● TASK OBJECTIVE
Gather all lines in the data below that contain the string "every", and reproduce each one in full.

* begin RECORD EXTRACTS *

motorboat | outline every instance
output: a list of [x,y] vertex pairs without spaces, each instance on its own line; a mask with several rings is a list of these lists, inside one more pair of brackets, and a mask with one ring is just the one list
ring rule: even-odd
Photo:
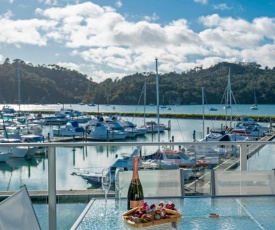
[[126,138],[135,138],[138,135],[138,131],[134,128],[125,128],[123,127],[120,122],[114,120],[114,121],[108,121],[105,120],[105,123],[103,123],[108,129],[116,130],[120,132],[125,132]]
[[4,105],[1,110],[2,114],[14,114],[16,113],[15,109],[9,105]]
[[268,128],[261,129],[259,126],[250,125],[243,128],[235,128],[231,131],[231,133],[250,137],[264,137],[266,131],[268,131]]
[[201,141],[248,141],[249,138],[238,135],[237,133],[227,133],[224,130],[210,130]]
[[189,157],[187,154],[185,154],[184,149],[182,150],[171,150],[169,148],[158,149],[156,152],[152,154],[143,155],[141,159],[144,161],[155,160],[155,163],[157,164],[161,162],[169,162],[177,165],[178,167],[186,167],[186,168],[192,168],[198,165],[200,166],[209,165],[209,162],[206,162],[206,161],[197,162],[194,157]]
[[[116,160],[114,161],[113,164],[111,164],[109,166],[111,175],[112,175],[112,183],[114,183],[115,180],[115,172],[116,169],[118,167],[122,167],[124,168],[124,171],[132,171],[133,170],[133,156],[138,156],[140,154],[140,147],[137,147],[134,149],[134,151],[132,152],[131,155],[125,155],[122,154],[121,156],[119,156],[118,158],[116,158]],[[169,169],[178,169],[178,165],[173,163],[173,162],[169,162],[168,160],[161,160],[159,162],[154,162],[153,160],[151,161],[151,163],[155,164],[154,167],[144,167],[144,164],[146,164],[146,162],[149,162],[148,159],[144,160],[144,158],[140,158],[140,162],[139,162],[139,169],[140,170],[169,170]],[[190,172],[189,172],[190,171]],[[186,173],[184,174],[186,179],[189,179],[191,176],[192,171],[189,170],[186,171]],[[97,170],[97,171],[92,171],[91,169],[88,168],[82,168],[82,169],[78,169],[78,172],[73,173],[73,175],[78,175],[80,177],[82,177],[83,179],[85,179],[87,182],[91,183],[92,185],[95,186],[100,186],[101,185],[101,170]]]
[[145,127],[147,128],[148,133],[157,133],[158,130],[159,132],[164,132],[166,126],[164,124],[157,124],[155,121],[148,121],[145,123]]
[[77,121],[78,123],[86,123],[91,120],[91,116],[85,115],[78,110],[73,109],[60,109],[60,111],[55,113],[56,116],[66,117],[68,120]]
[[6,162],[11,157],[11,153],[9,152],[0,152],[0,162]]
[[118,119],[119,124],[121,124],[124,129],[127,132],[137,132],[137,135],[145,135],[147,133],[147,128],[145,126],[143,127],[137,127],[133,122],[123,120],[123,119]]
[[87,138],[98,141],[110,141],[110,140],[125,140],[126,133],[108,129],[101,122],[97,122],[95,125],[89,124],[85,128]]
[[65,127],[53,127],[54,136],[64,136],[64,137],[73,137],[73,136],[83,136],[85,129],[79,126],[77,121],[68,121]]
[[36,151],[36,147],[18,146],[19,143],[22,143],[20,139],[1,138],[0,143],[16,143],[16,146],[0,147],[0,152],[9,152],[11,153],[10,157],[14,157],[14,158],[23,158],[23,157],[33,156]]
[[256,104],[251,105],[250,107],[251,110],[258,110],[258,106]]
[[[112,183],[114,182],[116,168],[122,167],[124,168],[124,171],[133,170],[133,156],[137,156],[139,151],[140,149],[137,147],[130,156],[122,154],[120,157],[116,158],[113,164],[109,166],[112,175]],[[101,186],[102,171],[100,169],[95,171],[91,168],[80,168],[78,169],[78,172],[74,172],[72,175],[80,176],[94,186]]]
[[65,116],[44,117],[43,125],[66,125],[69,119]]

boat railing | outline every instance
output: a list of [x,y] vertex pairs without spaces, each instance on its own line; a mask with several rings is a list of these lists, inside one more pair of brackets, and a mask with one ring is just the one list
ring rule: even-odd
[[[178,149],[184,146],[211,147],[220,146],[224,149],[238,149],[237,153],[224,152],[220,164],[209,167],[203,174],[192,182],[183,182],[185,191],[182,196],[255,196],[275,195],[275,172],[273,170],[248,170],[248,159],[258,153],[261,148],[268,146],[267,151],[273,154],[273,141],[236,141],[236,142],[47,142],[47,143],[0,143],[4,146],[45,147],[48,158],[48,210],[49,227],[56,229],[56,202],[57,202],[57,165],[56,150],[59,147],[85,147],[85,146],[169,146]],[[70,154],[70,151],[68,151]],[[197,157],[196,154],[194,155]],[[219,156],[221,157],[221,156]],[[232,170],[232,168],[238,170]],[[199,172],[199,169],[198,169]],[[182,186],[182,185],[181,185]],[[165,189],[165,188],[164,188]]]

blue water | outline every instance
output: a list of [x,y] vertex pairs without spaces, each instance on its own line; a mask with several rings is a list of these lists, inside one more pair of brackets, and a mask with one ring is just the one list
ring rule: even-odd
[[[3,104],[0,104],[2,108]],[[14,104],[11,105],[15,110],[19,110],[19,106]],[[240,105],[232,104],[232,110],[228,110],[227,113],[230,115],[242,116],[275,116],[275,106],[274,105],[259,105],[259,110],[250,110],[251,105]],[[172,105],[171,110],[159,109],[160,114],[170,113],[170,114],[225,114],[226,111],[223,109],[223,104],[207,104],[207,105]],[[61,108],[71,108],[74,110],[79,110],[82,112],[116,112],[116,113],[143,113],[143,105],[79,105],[79,104],[48,104],[48,105],[20,105],[20,110],[22,111],[59,111]],[[217,111],[209,111],[210,108],[216,108]],[[146,106],[145,111],[147,113],[155,113],[156,106]],[[232,111],[232,112],[231,112]]]
[[[148,199],[148,204],[160,200]],[[272,230],[275,226],[275,198],[185,198],[163,200],[173,202],[182,213],[182,219],[177,229],[192,230]],[[115,200],[108,200],[107,217],[104,216],[103,199],[96,200],[90,211],[79,226],[86,229],[132,229],[121,220],[121,214],[126,211],[126,201],[121,205]],[[210,213],[219,214],[219,218],[209,218]],[[150,229],[172,229],[171,224],[158,225]]]
[[[12,105],[16,110],[18,110],[17,105]],[[1,107],[1,105],[0,105]],[[63,107],[63,105],[21,105],[21,110],[39,110],[39,111],[58,111]],[[65,108],[73,108],[80,111],[99,111],[102,113],[107,111],[121,112],[143,112],[143,106],[125,106],[125,105],[113,105],[105,106],[88,106],[88,105],[64,105]],[[209,107],[218,108],[218,111],[211,113],[224,113],[222,105],[209,105]],[[206,110],[207,106],[205,106]],[[232,106],[232,112],[234,110],[241,111],[240,114],[246,115],[265,115],[273,116],[275,112],[274,105],[259,105],[258,111],[250,110],[250,105],[237,105]],[[146,110],[149,112],[155,112],[155,106],[147,106]],[[182,106],[172,106],[172,110],[167,111],[165,109],[160,109],[161,112],[169,113],[202,113],[201,105],[182,105]],[[210,113],[210,112],[208,112]],[[130,121],[136,124],[142,124],[143,118],[126,117]],[[152,120],[153,118],[150,118]],[[160,135],[160,141],[169,142],[174,140],[179,141],[192,141],[193,131],[196,131],[196,139],[201,139],[203,137],[203,126],[206,128],[221,127],[226,121],[218,120],[190,120],[190,119],[160,119],[161,123],[168,124],[171,122],[171,131],[165,131]],[[234,123],[234,122],[233,122]],[[263,125],[268,125],[268,123],[260,123]],[[52,127],[44,126],[43,134],[47,136],[50,134],[52,136]],[[157,135],[147,134],[144,137],[138,137],[137,139],[130,140],[131,142],[157,142]],[[144,147],[142,151],[146,153],[151,153],[155,151],[157,147]],[[272,154],[274,152],[274,147],[267,146],[260,150],[253,158],[249,160],[249,169],[261,169],[267,170],[275,168],[275,159]],[[71,175],[73,172],[77,171],[77,168],[103,168],[109,166],[114,160],[116,155],[122,153],[132,152],[133,147],[85,147],[85,148],[57,148],[57,189],[86,189],[88,185],[83,179],[77,176]],[[11,159],[7,163],[0,163],[0,190],[18,190],[22,184],[26,184],[30,190],[46,190],[47,189],[47,178],[48,178],[48,159],[43,157],[35,157],[32,160],[26,159]]]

* end RECORD EXTRACTS *

● RESULT OF THIS EXERCISE
motorboat | outline every instance
boat railing | outline every instance
blue water | outline every instance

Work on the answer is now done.